REQUIREMENTS:
1 – From the forum thread on converting line endings, print the passage between "Here is a short" and "content = content.replace(WINDOWS_LINE_ENDING, UNIX_LINE_ENDING)", inclusive.
2 – Summarize the forum thread on converting line endings in two sentences.

EXCERPTED TEXT:
··········

How to convert CRLF to LF on a Windows machine in Python - python

So I got those template, they are all ending in LF and I can fill some terms inside with format and still get LF files by opening with "wb".
Those templates are used in a deployment script on a windows machine to deploy on a unix server.
Problem is, a lot of people are going to mess with those template, and I'm 100% sure that some of them will put some CRLF inside.
How could I, using Python, convert all the CRLF to LF?

Convert line endings in-place (with Python 3)
Line endings:
Windows - \r\n, called CRLF
Linux/Unix/MacOS - \n, called LF
Windows to Linux/Unix/MacOS (CRLF ➡ LF)
Here is a short Python script for directly converting Windows line endings to Linux/Unix/MacOS line endings. The script works in-place, i.e., without creating an extra output file.
# replacement strings
WINDOWS_LINE_ENDING = b'\r\n'
UNIX_LINE_ENDING = b'\n'
# relative or absolute file path, e.g.:
file_path = r"c:\Users\Username\Desktop\file.txt"
with open(file_path, 'rb') as open_file:
content = open_file.read()
# Windows ➡ Unix
content = content.replace(WINDOWS_LINE_ENDING, UNIX_LINE_ENDING)
# Unix ➡ Windows
# content = content.replace(UNIX_LINE_ENDING, WINDOWS_LINE_ENDING)
with open(file_path, 'wb') as open_file:
open_file.write(content)
Linux/Unix/MacOS to Windows (LF ➡ CRLF)
To change the converting from Linux/Unix/MacOS to Windows, simply comment the replacement for Unix ➡ Windows back in (remove the # in front of the line).
DO NOT comment out the command for the Windows ➡ Unix replacement, as it ensures a correct conversion. When converting from LF to CRLF, it is important that there are no CRLF line endings already present in the file. Otherwise, those lines would be converted to CRCRLF. Converting lines from CRLF to LF first and then doing the aspired conversion from LF to CRLF will avoid this issue (thanks #neuralmer for pointing that out).

··········

DATASET EXTRACT:
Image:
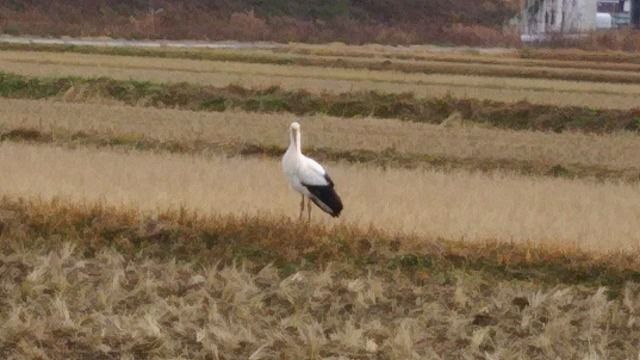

··········

TASK-BY-TASK RESULTS:
1 –
Here is a short Python script for directly converting Windows line endings to Linux/Unix/MacOS line endings. The script works in-place, i.e., without creating an extra output file.
# replacement strings
WINDOWS_LINE_ENDING = b'\r\n'
UNIX_LINE_ENDING = b'\n'
# relative or absolute file path, e.g.:
file_path = r"c:\Users\Username\Desktop\file.txt"
with open(file_path, 'rb') as open_file:
content = open_file.read()
# Windows ➡ Unix
content = content.replace(WINDOWS_LINE_ENDING, UNIX_LINE_ENDING)

2 – A poster whose LF-ending templates are used in a Windows deployment script for a Unix server expects others to introduce CRLF endings and asks how to convert them to LF with Python. The reply offers an in-place Python 3 script that reads the file in binary mode, replaces b'\r\n' with b'\n', and writes it back, and it warns that converting LF to CRLF should still run the CRLF-to-LF replacement first so existing CRLF lines don't become CRCRLF.